The wait to see the tricolour rise at a medal ceremony in the Asian Games on Saturday seemed to take forever. And the Indian contingent had exhausted the entire gamut of emotions through the day, the one thing missing was the pride and joy that comes along with seeing the tricolour rise on the medal mast – with the National Anthem being played.
And it was in one of the evening’s last competitions that the excruciating wait came to an end. And how! The strapping Tajinderpal Singh Toor, 23-year-old son of a farmer in Punjab’s Moga district, uncorked an unbelievable string of throws to win the shot put gold medal with an Asian Games record of 20.75m to boot.
On a day when India’s 400m sprinters Mohammed Anas and Hima Das sent out strong signals to their rivals that they would have to run error-free races to beat the Indians, Tajinderpal not only satiated the hunger of the Indian contingent but also ended a 16-year wait for India to regain its grip on an event its athletes have has won eight times before.
Toor had a remarkable series. He laid the gauntlet down with a 19.96m with his first throw. None of his rivals came close to matching that. He followed it up with a lukewarm (by his standards on Saturday) 19.15m and a foul. But when it seemed he would be lulled into being relaxed after the exit of Iran’s Shahin Mehredalan and Saudi Arabia’s Sultan Abdulmajeed Alhebshi, he found motivation to get better.
He resumed with another effort over 19.96m, making it clear that he was not letting up one bit. The 20.00m effort was only the second time an Asian had reached that mark this year – he had got 20.24 in the Federation Cup in Patiala on 6 March. His desire was stoked and he aimed to go further than ever before. The 20.75m was a result of that hunger.
India’s premier women 100m sprinter Dutee Chand could have slipped under the radar on a night when Toor and the quartermilers took centerstage but she caught attention with a fine run in the heats. She clocked 11.38 seconds, barely a tenth of second slower than in the National Inter-State Championships in Guwahati on 29 June. She was third fastest qualifier for the semifinals.
Mohammed Anas and Hima Das have been the cynosure for months now, clocking times that have delighted and surprised followers of track and field sport. Anas clocked 45.63 seconds in the first round and followed it up with a dominant 45.30 seconds burst under lights to challenge Qatar’s Sudan-born Haroun Abdalelah Hassan that no quarter would be conceded.
Similarly, the 18-year-old Hima secured a national record with a 51.00 second run, despite finishing second to Bahrain’s Salwa Naser by 0.14 seconds in a fast heats in which both sprinters were determined to win bragging rights ahead of the final. Hima looks set to pounce on any mistake that her 20-year-old rival may make.
Look at the rainbow of emotions that India’s athletes subjected the country to on Saturday.
There was a delight that coursed through the Indian women’s hockey team’s 4-1 victory over Korea in a preliminary Group B league game. Goals by Gurjit Kaur (two penalty corner conversions), Vantana Katariya and Navneet Kaur and some good work under the bar by Savita ensured that India could realistically take top spot in the pool.

###

■ PARTS OF THE EXERCISE
A) Answer these questions about the Asian Games report, putting each answer on its own line marked like its question.
(i) What distance did Tajinderpal Singh Toor throw to set the Asian Games record?
(ii) What time did Dutee Chand clock in the 100m heats?
(iii) What was the score of the Indian women's hockey team's victory over Korea?
B) Write the next paragraph of the Asian Games report, starting right after its last sentence.
The records have no connection to the text above.

###

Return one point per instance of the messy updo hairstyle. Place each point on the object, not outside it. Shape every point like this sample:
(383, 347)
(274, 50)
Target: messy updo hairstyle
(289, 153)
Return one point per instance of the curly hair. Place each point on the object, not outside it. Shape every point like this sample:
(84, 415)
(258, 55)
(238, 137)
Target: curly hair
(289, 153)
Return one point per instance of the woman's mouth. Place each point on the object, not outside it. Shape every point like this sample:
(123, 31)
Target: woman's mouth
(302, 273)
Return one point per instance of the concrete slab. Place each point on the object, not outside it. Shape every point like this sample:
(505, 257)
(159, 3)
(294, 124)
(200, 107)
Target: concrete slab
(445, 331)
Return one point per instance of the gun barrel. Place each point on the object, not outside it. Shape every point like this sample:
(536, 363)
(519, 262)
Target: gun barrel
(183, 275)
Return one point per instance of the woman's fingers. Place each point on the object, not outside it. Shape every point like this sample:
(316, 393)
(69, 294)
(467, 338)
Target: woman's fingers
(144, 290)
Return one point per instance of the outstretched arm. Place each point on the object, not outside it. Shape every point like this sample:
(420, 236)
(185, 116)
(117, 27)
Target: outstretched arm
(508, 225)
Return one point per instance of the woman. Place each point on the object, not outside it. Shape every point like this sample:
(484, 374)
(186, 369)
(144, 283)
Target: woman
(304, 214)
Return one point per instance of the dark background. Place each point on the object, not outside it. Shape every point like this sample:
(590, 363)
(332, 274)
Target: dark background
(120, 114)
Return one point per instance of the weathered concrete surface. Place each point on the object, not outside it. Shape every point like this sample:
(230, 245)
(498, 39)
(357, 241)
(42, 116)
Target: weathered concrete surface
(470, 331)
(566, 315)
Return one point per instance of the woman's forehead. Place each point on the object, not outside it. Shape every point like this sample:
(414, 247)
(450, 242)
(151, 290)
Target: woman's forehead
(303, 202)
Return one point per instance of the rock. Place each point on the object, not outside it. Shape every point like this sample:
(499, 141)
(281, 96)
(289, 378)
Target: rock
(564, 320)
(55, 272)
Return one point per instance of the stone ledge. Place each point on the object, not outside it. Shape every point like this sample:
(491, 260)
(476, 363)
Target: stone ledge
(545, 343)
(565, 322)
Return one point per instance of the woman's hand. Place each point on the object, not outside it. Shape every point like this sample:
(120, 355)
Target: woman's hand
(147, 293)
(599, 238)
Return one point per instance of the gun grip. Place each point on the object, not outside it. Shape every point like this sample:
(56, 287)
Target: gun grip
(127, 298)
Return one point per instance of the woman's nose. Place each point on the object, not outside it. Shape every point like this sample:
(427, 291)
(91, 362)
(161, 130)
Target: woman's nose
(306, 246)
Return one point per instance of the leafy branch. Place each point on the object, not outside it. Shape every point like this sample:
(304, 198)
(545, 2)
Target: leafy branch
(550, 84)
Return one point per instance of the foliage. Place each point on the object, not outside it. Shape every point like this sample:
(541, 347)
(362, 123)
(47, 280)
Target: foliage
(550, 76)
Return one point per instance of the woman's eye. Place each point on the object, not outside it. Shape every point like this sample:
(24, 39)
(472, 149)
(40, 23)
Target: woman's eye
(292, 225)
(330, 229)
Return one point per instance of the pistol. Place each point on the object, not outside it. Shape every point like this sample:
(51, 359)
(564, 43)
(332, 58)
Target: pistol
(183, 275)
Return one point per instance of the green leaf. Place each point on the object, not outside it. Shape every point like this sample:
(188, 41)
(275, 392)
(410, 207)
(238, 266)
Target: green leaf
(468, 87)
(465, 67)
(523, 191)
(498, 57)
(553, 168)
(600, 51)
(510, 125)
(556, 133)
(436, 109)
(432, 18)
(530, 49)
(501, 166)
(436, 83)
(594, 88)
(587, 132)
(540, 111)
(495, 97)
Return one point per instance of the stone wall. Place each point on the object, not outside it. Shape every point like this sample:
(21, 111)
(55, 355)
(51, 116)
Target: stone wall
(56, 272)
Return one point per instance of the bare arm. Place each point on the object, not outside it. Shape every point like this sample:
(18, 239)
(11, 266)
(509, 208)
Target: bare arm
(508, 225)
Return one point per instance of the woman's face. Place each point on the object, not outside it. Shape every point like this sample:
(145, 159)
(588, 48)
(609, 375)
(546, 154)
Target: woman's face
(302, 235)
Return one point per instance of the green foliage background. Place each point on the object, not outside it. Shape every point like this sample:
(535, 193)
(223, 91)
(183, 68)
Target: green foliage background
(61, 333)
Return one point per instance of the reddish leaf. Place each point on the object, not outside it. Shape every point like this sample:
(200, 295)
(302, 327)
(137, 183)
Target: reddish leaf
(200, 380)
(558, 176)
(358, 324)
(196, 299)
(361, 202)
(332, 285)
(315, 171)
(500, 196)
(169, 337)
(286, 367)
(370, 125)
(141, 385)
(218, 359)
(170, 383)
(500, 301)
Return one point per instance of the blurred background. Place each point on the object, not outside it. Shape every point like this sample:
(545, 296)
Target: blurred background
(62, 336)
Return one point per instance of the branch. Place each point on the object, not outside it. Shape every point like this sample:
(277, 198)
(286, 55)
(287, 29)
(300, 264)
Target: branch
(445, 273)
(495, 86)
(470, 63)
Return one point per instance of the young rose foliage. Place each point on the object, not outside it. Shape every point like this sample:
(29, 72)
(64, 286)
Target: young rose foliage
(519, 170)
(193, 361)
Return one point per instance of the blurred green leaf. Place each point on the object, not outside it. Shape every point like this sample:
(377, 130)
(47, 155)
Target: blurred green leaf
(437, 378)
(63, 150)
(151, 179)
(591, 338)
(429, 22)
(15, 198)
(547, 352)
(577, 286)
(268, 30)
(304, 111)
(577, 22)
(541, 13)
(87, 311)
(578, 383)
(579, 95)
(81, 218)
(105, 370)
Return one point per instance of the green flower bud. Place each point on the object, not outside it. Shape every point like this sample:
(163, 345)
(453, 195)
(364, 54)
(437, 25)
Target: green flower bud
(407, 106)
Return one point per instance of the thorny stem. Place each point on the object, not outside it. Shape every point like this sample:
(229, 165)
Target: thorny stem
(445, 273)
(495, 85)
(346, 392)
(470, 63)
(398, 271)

###

■ ANSWERS IN ORDER
A)
(i) 20.75m
(ii) 11.38 seconds
(iii) 4-1

B)
There was a strange bitter-sweet emotion that comes along when an athlete loses a match but is assured of a medal. The three Indian squash players, Saurav Ghoshal in men’s singles and Dipika Pallikal and Joshna Chinappa, assured themselves bronze medals after losing their respective semifinal matches.
There was relief that unlike the men, India’s best women badminton players cruised to the quarterfinals. Both PV Sindhu and Saina Nehwal looked in good touch as they readied themselves for the bigger battles ahead. They are aware that the country expects them to do something really special to make up for the disappointments endured in the badminton hall so far.
There was stunned silence when teenaged pistol shooter Anish Bhanwala came up with a 93 in his final series and missed out on a place in the 25m pistol final.
He will learn to deal with such vagaries that are part of all sport.
And there was some sadness as well that one of the biggest names in Indian sport, the pioneering recurve archer Deepika Kumari would return home without adding to the 2010 team bronze medal to her collection. At 25, she knows that younger archers would come through and start challenging her soon.
She will have to find the fearlessness that Toor brought along with him to the GBK Athletics Stadium on Saturday evening. Or the belief that Fouaad Mirza wore when he was astride Seigneur Medicott in the grueling equestrian event – 3-day eventing. He paired up brilliantly with his mount to tackle the course with aplomb.
There was eager, if nervous anticipation when Fouaad Mirza lined himself up for evening gold with a clear round in cross country despite pressure from a couple of Japanese riders who were among a handful who had finished the 3.9km cross country rides, lasting seven and a half minutes, with no penalties.
He took no pressure and was not in a hurry to complete the course in too quick a time, preferring to conserve Seigneur Medicott’s energies for that final push for gold that will end India’s wait for a maiden individual gold in eventing dating. He will carry positivity and belief when he competes in show-jumping section on Sunday afternoon.